TASK: Please print the section of the passage on the James Zadroga Act starting at "Manetta died within" and ending at "at Ground Zero.", word for word.

PASSAGE PROVIDED:
The chaplain, a Catholic priest, offered Manetta his Last Rites, anointing him with oil as Angelone, Maria, Manetta’s sister, and his other brother-in-law held hands in a prayer circle around him. He took his last breath around 2 a.m.
Manetta died within five days of two other Ground Zero workers with similar afflictions—New York police officers Robert Grossman, 44, and Corey Diaz, 37. The proximity of their deaths became a short-lived catalyst for renewed support for the 9/11 Health and Compensation Act, or James Zadroga Act, so named in honor of the first NYPD officer whose death was attributed to his exposure to toxins in the dust and debris at Ground Zero.
Although President Barack Obama signed the James Zadroga Act into law on January 2, 2011, after a lengthy partisan battle in Congress in which Senate Republicans seeking to reduce the federal budget deficit steadfastly refused to allow any spending increases, Manetta would still not be covered if he were alive today.
While the legislation provides $4.3 billion in financial aid to ailing Ground Zero workers and their families for treatment and compensation for certain illnesses, mainly respiratory diseases, cancer was excluded as part of a compromise to ensure the bill’s passage. Cancer is such a common disease—one in two American men and one in three American women will develop cancer in their lifetime—and can take upwards of ten years to develop. The Zadroga Act mandated further study, accounting for the potential lag time between exposures to toxic substances like asbestos and emerging diseases.

INFORMATION SHOWN:
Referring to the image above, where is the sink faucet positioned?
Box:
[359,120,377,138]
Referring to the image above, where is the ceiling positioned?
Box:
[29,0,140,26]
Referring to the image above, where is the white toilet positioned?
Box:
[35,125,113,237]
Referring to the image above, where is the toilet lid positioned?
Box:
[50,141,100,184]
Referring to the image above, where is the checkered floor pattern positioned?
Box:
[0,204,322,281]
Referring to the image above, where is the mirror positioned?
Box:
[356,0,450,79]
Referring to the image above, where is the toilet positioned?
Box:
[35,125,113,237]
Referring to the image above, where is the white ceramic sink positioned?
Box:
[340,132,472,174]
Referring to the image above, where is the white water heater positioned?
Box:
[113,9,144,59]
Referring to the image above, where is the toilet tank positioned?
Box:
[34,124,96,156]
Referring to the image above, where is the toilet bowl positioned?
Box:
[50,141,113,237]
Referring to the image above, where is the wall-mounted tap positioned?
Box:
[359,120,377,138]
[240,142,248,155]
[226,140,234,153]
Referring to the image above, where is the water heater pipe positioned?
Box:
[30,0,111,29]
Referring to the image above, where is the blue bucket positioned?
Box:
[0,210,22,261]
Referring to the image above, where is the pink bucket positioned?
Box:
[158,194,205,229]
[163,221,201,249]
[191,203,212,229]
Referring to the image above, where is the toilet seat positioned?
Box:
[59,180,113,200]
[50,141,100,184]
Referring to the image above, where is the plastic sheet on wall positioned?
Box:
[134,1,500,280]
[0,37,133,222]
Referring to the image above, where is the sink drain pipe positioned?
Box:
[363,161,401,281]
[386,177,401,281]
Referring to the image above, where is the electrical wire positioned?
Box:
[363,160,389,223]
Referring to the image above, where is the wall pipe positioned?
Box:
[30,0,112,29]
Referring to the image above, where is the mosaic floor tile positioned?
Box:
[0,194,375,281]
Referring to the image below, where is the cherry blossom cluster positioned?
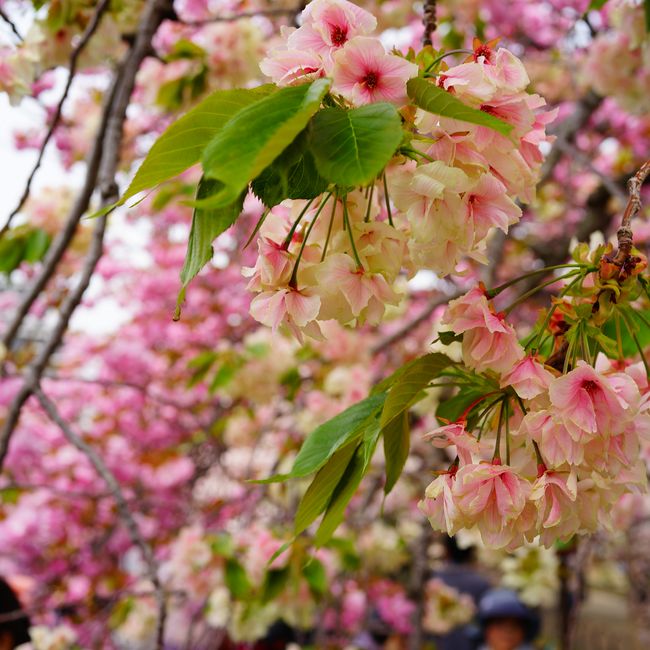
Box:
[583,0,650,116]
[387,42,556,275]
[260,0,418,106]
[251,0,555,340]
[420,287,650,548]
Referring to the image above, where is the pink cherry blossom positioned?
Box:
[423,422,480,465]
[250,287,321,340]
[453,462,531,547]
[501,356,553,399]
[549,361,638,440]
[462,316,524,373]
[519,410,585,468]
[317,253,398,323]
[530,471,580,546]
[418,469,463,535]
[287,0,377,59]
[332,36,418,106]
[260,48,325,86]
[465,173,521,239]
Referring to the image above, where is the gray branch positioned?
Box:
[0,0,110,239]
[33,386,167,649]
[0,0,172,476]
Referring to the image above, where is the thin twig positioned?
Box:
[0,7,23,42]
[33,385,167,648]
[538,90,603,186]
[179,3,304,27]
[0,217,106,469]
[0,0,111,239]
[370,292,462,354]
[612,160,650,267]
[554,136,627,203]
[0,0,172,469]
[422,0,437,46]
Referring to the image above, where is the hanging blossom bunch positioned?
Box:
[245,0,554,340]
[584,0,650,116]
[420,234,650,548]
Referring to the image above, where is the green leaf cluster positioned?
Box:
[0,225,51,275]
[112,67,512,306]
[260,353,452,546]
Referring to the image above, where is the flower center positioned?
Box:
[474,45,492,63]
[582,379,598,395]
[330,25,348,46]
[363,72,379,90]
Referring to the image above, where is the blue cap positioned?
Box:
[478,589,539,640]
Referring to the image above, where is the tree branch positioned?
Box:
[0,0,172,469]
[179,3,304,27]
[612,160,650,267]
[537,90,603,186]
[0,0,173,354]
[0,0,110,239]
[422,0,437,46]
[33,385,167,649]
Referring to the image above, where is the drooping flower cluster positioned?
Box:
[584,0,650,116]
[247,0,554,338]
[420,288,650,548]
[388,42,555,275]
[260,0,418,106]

...

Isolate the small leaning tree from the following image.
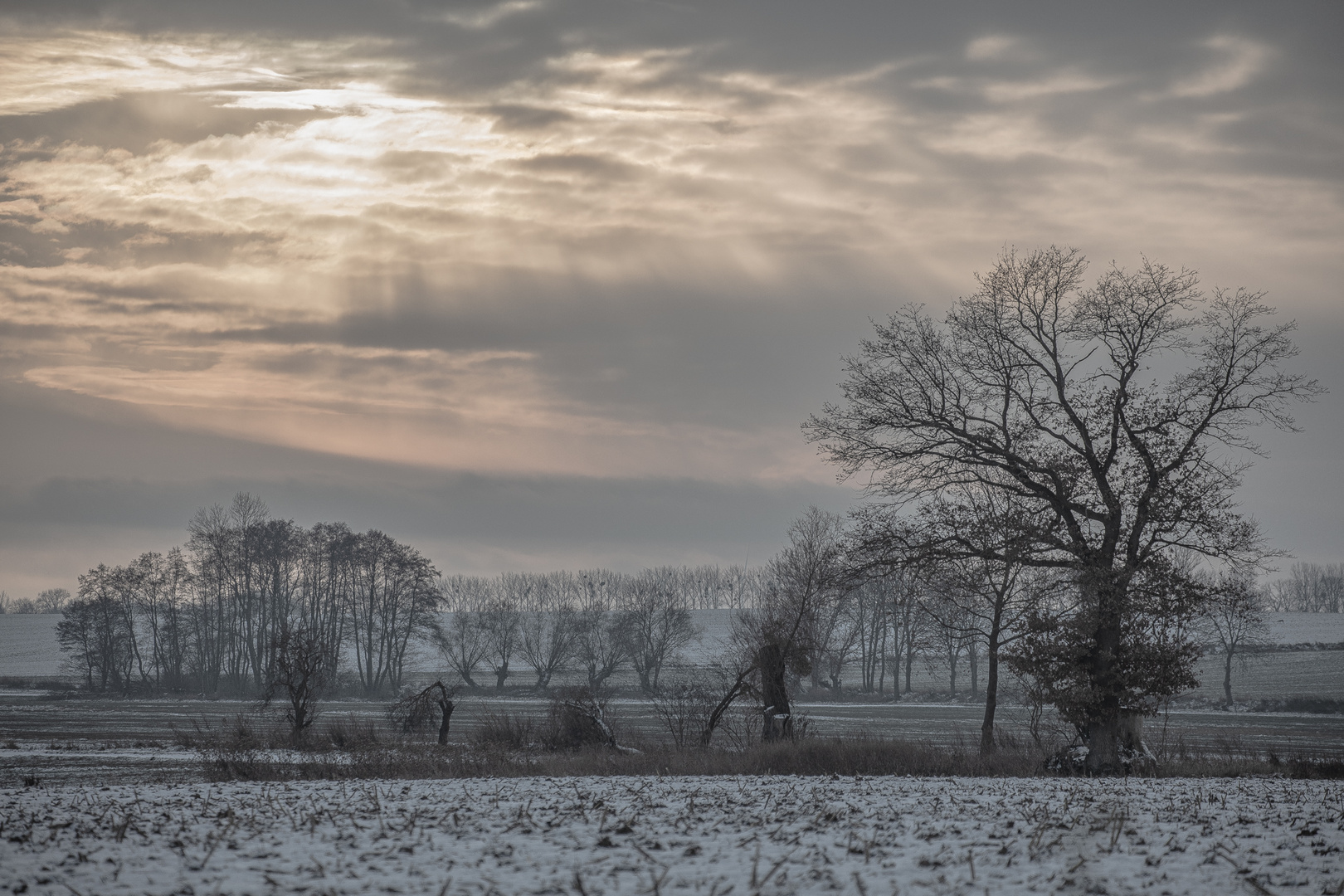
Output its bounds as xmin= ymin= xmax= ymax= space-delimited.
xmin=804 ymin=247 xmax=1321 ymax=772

WRITTEN SOLUTION:
Manetta died within five days of two other Ground Zero workers with similar afflictions—New York police officers Robert Grossman, 44, and Corey Diaz, 37. The proximity of their deaths became a short-lived catalyst for renewed support for the 9/11 Health and Compensation Act, or James Zadroga Act, so named in honor of the first NYPD officer whose death was attributed to his exposure to toxins in the dust and debris at Ground Zero.